··· Input data ···

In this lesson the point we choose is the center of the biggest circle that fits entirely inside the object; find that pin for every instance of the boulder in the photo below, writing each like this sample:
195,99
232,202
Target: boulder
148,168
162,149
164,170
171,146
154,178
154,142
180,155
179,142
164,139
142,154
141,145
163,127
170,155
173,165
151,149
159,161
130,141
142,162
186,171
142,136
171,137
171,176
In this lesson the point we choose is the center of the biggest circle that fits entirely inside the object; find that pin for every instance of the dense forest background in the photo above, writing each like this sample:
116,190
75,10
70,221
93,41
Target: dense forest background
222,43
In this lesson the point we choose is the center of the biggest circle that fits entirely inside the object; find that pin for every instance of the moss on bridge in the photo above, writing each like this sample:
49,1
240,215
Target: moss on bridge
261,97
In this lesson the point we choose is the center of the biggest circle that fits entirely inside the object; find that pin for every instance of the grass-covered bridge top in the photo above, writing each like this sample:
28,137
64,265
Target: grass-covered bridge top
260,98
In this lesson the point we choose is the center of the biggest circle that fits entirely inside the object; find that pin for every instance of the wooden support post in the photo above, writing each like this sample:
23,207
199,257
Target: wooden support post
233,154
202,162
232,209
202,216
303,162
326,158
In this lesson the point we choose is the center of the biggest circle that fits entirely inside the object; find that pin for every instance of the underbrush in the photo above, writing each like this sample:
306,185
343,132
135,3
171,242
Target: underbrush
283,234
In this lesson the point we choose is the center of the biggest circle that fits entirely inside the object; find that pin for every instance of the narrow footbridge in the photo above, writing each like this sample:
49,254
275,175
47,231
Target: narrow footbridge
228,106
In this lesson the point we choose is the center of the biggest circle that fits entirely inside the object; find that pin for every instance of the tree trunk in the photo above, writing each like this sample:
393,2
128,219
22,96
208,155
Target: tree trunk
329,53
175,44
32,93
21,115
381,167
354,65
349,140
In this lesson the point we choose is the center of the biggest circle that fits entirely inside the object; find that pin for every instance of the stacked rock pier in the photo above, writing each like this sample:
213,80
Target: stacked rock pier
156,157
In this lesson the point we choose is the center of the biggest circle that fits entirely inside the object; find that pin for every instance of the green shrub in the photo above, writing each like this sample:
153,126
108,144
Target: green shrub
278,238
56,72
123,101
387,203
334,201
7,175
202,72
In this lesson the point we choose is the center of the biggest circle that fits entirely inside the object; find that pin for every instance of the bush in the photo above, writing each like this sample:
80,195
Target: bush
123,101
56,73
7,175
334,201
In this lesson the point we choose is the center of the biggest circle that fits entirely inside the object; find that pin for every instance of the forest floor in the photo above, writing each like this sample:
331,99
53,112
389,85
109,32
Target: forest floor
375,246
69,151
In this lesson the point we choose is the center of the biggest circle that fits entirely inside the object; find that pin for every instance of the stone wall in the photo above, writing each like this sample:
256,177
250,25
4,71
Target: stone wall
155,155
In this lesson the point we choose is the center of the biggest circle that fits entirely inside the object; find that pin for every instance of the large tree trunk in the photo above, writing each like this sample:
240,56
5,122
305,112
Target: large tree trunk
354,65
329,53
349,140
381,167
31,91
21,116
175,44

···

» Aim of the task
Copy the lines of the data above, from the line containing "of the stacked" through the line containing "Target: stacked rock pier", both lines included.

» Correct response
In this lesson the point we choose is the center of the biggest circle that fits entirely inside the object; find that pin for every instance of the stacked rock pier in the photo above, writing each like this sample:
213,80
Target: stacked rock pier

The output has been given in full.